→ Short problem: Count the lines in the records below that contain the string "fill", and reply with only that number.

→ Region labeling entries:
_ _ _ _

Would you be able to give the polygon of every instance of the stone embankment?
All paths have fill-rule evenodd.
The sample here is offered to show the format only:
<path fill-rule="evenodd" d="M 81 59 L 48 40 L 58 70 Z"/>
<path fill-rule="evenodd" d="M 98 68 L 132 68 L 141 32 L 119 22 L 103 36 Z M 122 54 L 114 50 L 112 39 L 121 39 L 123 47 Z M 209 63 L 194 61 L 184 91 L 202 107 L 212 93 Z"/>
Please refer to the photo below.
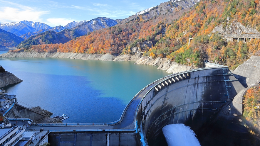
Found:
<path fill-rule="evenodd" d="M 36 52 L 9 52 L 0 55 L 0 57 L 62 58 L 85 60 L 105 61 L 136 61 L 138 64 L 150 65 L 159 66 L 157 69 L 166 70 L 167 72 L 175 73 L 195 67 L 180 64 L 170 61 L 167 58 L 151 58 L 135 55 L 90 54 L 73 53 L 37 53 Z"/>
<path fill-rule="evenodd" d="M 6 71 L 0 65 L 0 88 L 20 83 L 23 81 L 13 74 Z"/>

_ _ _ _

→ Task output: 5